= Passage given =
'''
[lld] [ELF] Parallelize --gc-sections mark phase (PR #189321)

Wed Apr 1 23:24:47 PDT 2026

https://github.com/MaskRay updated https://github.com/llvm/llvm-project/pull/189321

>From 0d85ffa7336b1738db2a3e664c6e775f7ebc3bf2 Mon Sep 17 00:00:00 2001
From: Fangrui Song <i at maskray.me>
Date: Sun, 29 Mar 2026 17:11:14 -0700
Subject: [PATCH] [ELF] Parallelize --gc-sections mark phase

Add `markParallel` using level-synchronized `parallelFor`. Each BFS
level is processed in parallel; newly discovered sections are collected
in per-thread queues and merged for the next level.

The parallel path is used when `!TrackWhyLive && partitions.size()==1`.
`parallelFor` naturally degrades to serial when `--threads=1`.
'''
= Information given =
'''
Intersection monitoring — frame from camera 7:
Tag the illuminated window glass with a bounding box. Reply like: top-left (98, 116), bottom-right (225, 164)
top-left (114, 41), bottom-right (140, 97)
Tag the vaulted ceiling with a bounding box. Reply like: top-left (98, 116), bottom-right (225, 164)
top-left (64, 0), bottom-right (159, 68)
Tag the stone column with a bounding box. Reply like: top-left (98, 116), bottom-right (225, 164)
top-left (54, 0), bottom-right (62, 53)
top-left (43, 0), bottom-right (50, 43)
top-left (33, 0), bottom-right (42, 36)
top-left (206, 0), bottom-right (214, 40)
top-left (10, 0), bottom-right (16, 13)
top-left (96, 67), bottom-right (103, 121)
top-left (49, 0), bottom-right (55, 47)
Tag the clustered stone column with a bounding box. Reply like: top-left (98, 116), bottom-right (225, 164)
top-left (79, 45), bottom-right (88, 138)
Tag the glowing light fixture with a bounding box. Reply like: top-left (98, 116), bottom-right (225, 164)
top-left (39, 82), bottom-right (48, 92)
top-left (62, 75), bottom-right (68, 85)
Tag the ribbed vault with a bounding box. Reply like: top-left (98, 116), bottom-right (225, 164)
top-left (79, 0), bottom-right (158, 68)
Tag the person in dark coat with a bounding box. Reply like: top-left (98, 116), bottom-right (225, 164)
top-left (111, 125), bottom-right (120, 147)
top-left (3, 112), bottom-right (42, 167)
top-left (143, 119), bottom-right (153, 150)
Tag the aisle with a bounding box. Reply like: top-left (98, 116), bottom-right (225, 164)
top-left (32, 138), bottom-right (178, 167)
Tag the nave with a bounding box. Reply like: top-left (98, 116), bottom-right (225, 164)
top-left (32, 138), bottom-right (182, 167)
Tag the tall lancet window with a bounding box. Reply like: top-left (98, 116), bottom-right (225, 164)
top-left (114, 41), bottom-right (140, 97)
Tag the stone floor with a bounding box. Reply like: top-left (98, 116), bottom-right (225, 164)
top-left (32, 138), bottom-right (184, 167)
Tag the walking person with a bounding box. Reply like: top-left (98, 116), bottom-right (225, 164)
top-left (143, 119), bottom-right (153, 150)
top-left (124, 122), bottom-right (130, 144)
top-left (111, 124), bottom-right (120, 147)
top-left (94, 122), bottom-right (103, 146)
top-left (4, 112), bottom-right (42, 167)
'''
= Directive A =
Can you sum up the patch message in two sentences?
= Directive B =
Would you quote the stretch of the patch message from "Wed Apr 1 23:24:47" through "the next level."?

= Exercise output A =
The patch adds `markParallel` to parallelize the --gc-sections mark phase in lld's ELF linker. It processes each BFS level in parallel with `parallelFor`, merging newly discovered sections from per-thread queues for the next level, and uses this path when `!TrackWhyLive && partitions.size()==1`, becoming serial with `--threads=1`.

= Exercise output B =
Wed Apr 1 23:24:47 PDT 2026

https://github.com/MaskRay updated https://github.com/llvm/llvm-project/pull/189321

>From 0d85ffa7336b1738db2a3e664c6e775f7ebc3bf2 Mon Sep 17 00:00:00 2001
From: Fangrui Song <i at maskray.me>
Date: Sun, 29 Mar 2026 17:11:14 -0700
Subject: [PATCH] [ELF] Parallelize --gc-sections mark phase

Add `markParallel` using level-synchronized `parallelFor`. Each BFS
level is processed in parallel; newly discovered sections are collected
in per-thread queues and merged for the next level.